*WHAT YOU ARE ASKED TO DO*
Repeat each entry below exactly.

[Recorded data]
::::

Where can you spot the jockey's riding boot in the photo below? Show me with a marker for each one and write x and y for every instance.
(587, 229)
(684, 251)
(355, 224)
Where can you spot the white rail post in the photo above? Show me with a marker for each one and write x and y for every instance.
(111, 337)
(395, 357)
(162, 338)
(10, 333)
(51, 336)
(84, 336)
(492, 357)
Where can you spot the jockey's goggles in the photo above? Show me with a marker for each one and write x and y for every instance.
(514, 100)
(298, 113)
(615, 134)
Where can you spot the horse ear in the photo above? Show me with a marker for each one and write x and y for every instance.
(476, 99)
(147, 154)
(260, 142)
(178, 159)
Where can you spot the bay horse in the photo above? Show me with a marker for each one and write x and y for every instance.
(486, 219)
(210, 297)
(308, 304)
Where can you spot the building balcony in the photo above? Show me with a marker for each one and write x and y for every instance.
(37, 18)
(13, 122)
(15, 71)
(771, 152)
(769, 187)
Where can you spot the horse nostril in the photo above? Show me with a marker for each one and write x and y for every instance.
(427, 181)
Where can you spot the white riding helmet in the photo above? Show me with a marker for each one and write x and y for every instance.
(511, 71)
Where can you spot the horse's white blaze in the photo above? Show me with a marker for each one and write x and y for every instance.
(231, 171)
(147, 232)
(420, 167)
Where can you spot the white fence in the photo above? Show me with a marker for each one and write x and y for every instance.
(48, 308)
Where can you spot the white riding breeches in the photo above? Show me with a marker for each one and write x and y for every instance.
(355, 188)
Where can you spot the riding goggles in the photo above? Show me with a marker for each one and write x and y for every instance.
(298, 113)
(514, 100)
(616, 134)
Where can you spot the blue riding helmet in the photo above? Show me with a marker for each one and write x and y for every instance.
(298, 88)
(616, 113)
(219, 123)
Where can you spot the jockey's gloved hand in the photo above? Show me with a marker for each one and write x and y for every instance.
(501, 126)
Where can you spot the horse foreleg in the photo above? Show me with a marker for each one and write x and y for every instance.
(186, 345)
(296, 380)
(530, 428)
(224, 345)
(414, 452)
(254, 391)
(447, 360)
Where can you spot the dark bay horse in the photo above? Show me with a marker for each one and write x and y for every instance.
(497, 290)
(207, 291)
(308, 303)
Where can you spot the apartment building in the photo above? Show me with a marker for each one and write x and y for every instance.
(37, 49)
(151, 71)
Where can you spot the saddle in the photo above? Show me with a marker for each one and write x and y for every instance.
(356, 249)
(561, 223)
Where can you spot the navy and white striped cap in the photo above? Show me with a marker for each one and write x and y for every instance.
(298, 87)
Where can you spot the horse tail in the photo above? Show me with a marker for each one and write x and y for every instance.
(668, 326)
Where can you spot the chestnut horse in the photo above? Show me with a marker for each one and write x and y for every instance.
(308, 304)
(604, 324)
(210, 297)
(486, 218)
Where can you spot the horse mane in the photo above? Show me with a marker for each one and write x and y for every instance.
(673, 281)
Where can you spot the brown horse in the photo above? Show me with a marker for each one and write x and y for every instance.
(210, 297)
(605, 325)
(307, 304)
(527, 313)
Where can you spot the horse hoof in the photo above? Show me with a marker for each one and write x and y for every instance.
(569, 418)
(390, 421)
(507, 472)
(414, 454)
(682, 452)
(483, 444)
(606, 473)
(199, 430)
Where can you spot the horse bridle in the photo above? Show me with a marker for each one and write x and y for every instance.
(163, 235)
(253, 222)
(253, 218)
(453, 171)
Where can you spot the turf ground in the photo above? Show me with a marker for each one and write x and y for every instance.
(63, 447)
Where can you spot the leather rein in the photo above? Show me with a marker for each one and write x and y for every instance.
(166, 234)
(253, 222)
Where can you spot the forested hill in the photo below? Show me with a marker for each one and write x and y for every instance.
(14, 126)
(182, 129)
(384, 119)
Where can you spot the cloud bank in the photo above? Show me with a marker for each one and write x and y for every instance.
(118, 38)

::::

*RESPONSE TO THE TASK*
Where can you spot the jockey's riding boot in the photo below? Show me with a marker for each one and write x and y for every instance.
(587, 229)
(684, 251)
(355, 224)
Where can you spot the white rail post in the photo above? Show me with a marker for each one and write x and y for every instance.
(111, 337)
(395, 357)
(162, 338)
(10, 333)
(51, 336)
(84, 336)
(492, 357)
Where can you spot the jockey's goggles in the photo above? Show me with a marker for each one and write x and y for every instance.
(514, 100)
(298, 113)
(615, 134)
Where can you spot the horse ear in the photo above? Show me with a marker for each one and write x and y for every instance.
(476, 99)
(147, 154)
(260, 142)
(178, 159)
Where can you spot the bay horse in the photo above? Show me with a marker for each one and write x and y for every instance.
(486, 219)
(210, 297)
(308, 304)
Where can you spot the building balcony in the photo above? Show me with a marker for each one and write x and y for every instance.
(37, 18)
(13, 122)
(15, 71)
(771, 152)
(769, 187)
Where can you spot the horse nostril in the photo above? Show me with a marker for each one and write x and y for every instance.
(427, 181)
Where can you spot the white riding helmet in the photo above? Show me with a marker for each one and write x and y for every instance.
(511, 71)
Where can you spot the horse's white blaze in the photo above? Show me with a marker for each one and write x and y for every instance.
(231, 171)
(147, 232)
(420, 167)
Where can you spot the white fence in the photo above? Show me with a marker for each one and write x and y for every instance.
(48, 308)
Where can you spot the white riding breeches in the photo above? Show me with a marker for each one and write x and y for every instance.
(355, 188)
Where can you spot the riding goggles in the photo above? Show me with a marker for each one and write x and y for every instance.
(298, 113)
(514, 100)
(616, 134)
Where can you spot the blue riding helmet in the photo above? Show me with a marker for each one and write x and y for every instance.
(298, 88)
(616, 113)
(219, 123)
Where can you spot the jockey's gloved hand in the photo above? Show me with a marker for each one and write x and y for every instance.
(501, 126)
Where can you spot the horse foreleg in the photo above? Show me with a marker for each one and write x and y for every instance.
(186, 345)
(296, 380)
(530, 428)
(224, 345)
(414, 452)
(254, 391)
(447, 360)
Where can you spot the dark bay horse in the photo above? Show me with a marker for each one and write x and y for every instance.
(497, 290)
(207, 291)
(308, 303)
Where can you spot the apartment building in the photo above? Show me with a marker for each one and write x and y for every instance.
(37, 49)
(151, 71)
Where can you spot the saddle in the photo above? Show me with a marker for each one and write x and y for every instance.
(356, 249)
(561, 223)
Where can you spot the navy and white striped cap in the photo above? Show me with a marker for each one and write x and y for every instance.
(298, 87)
Where can you spot the horse tail in the photo above? Show me with a marker for each one and write x and y for every instance.
(668, 326)
Where can you spot the chestnut horse in the photo above? Show me with a marker for each one and write x and y for every instance.
(308, 304)
(604, 324)
(210, 297)
(486, 218)
Where can you spot the horse mane in the photo above? Show me with a marker for each one and write x and y for every instance.
(673, 281)
Where can you spot the brown horse in the photo above? Show me with a marker for each one and write x and y for every instance.
(210, 297)
(605, 325)
(307, 304)
(527, 313)
Where can you spot the horse hoof in the photo above? Show me with a marker for each one and write x and y for every instance.
(569, 418)
(390, 421)
(507, 472)
(414, 454)
(682, 452)
(483, 444)
(606, 473)
(199, 430)
Where can you spot the horse bridle in the photo above? Show me with a marker for each one and write x and y for every instance.
(163, 235)
(253, 222)
(253, 218)
(453, 171)
Where can you spot the turf ground in the photo above? Show me with a marker for each one and write x and y for every instance.
(63, 447)
Where can you spot the leather rein in the photo above? Show me with a marker for each one and write x and y for every instance.
(166, 234)
(253, 222)
Where can you spot the forested hill in the photo below? Show me with a marker for each one and write x and y for every instance.
(14, 126)
(182, 129)
(384, 119)
Where can you spot the cloud bank in the photo above? Show me with a marker for each one and write x and y for every instance.
(118, 38)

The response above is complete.